記事の一部>

————

死亡から2年以上が経った今も他殺の噂が絶えないジェフリー・エプスタイン元被告。マンハッタンの矯正施設で世話役を務めた元囚人が、最後の日々の様子を明かしている。

性的人身取引罪などで逮捕、起訴されたエプスタイン被告は、2019年8月、収監先のメトロポリタン矯正センターで意識不明の状態で発見され、搬送先の病院で死亡が確認された。ニューヨーク市検視局は、死亡から約一週間後、首吊りによる自殺と断定した。エプスタインは、この前月にも自殺未遂をし、病院に搬送されていた。その後、自殺防止の監視下に置かれたが、死亡当日はその監視が解かれていた。

死亡当時、担当の看守2人がネットサーフィンや居眠りをして、見回りを怠っていた。さらに、房外に設置された2台の監視カメラが故障していた。他殺を主張する声の中には、これら不可解な偶然を指摘する声も多い。

エプスタインとの体験をメディアムに記しているのは、ウィリアム・マーシー元受刑者。売春婦の広告エージェントを営んでいたマーシー氏は、脱税で有罪となり、同施設に服役していた。ポール・マナフォートと同房になったこともあるという。

————

写真をもとにした指し示し表現のデータ>
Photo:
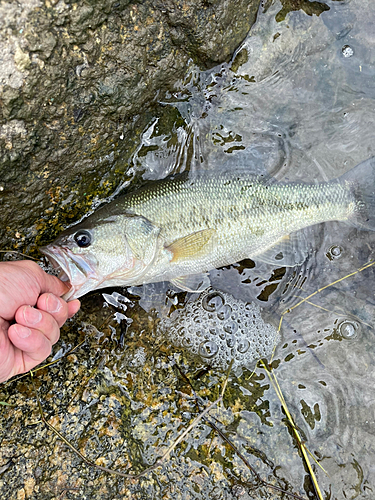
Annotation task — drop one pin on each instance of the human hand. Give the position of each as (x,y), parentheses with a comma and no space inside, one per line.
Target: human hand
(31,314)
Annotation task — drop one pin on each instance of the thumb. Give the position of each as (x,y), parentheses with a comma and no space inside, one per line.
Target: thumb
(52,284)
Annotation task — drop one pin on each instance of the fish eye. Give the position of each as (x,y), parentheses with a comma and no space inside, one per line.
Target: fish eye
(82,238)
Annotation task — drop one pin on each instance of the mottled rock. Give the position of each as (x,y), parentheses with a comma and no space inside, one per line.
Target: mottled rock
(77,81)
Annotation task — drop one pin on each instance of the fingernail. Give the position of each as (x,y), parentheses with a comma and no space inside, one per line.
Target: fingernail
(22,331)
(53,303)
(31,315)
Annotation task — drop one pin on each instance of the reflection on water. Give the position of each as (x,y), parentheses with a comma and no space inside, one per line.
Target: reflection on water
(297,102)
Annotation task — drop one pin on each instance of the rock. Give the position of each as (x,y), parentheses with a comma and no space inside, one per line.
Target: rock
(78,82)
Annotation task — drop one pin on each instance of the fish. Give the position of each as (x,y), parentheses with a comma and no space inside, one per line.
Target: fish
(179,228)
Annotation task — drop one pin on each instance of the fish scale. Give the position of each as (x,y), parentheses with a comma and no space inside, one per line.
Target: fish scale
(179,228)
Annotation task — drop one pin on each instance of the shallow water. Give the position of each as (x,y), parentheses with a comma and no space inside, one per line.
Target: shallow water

————

やること A> 記事の「性的人身取引罪などで逮捕、起」から「房になったこともあるという。」までを、「看守」を「刑務官」に変えて書き直してください。
やること B> 記事によると、ニューヨーク市検視局はエプスタインの死因を何と断定しましたか。
やること C> 記事に名前が出てくる人物をすべて挙げてください。
答えるときは、この記事に書かれていることだけを使ってください。

答え A>
性的人身取引罪などで逮捕、起訴されたエプスタイン被告は、2019年8月、収監先のメトロポリタン矯正センターで意識不明の状態で発見され、搬送先の病院で死亡が確認された。ニューヨーク市検視局は、死亡から約一週間後、首吊りによる自殺と断定した。エプスタインは、この前月にも自殺未遂をし、病院に搬送されていた。その後、自殺防止の監視下に置かれたが、死亡当日はその監視が解かれていた。

死亡当時、担当の刑務官2人がネットサーフィンや居眠りをして、見回りを怠っていた。さらに、房外に設置された2台の監視カメラが故障していた。他殺を主張する声の中には、これら不可解な偶然を指摘する声も多い。

エプスタインとの体験をメディアムに記しているのは、ウィリアム・マーシー元受刑者。売春婦の広告エージェントを営んでいたマーシー氏は、脱税で有罪となり、同施設に服役していた。ポール・マナフォートと同房になったこともあるという。

答え B> 首吊りによる自殺です。

答え C>
ジェフリー・エプスタイン
ウィリアム・マーシー
ポール・マナフォート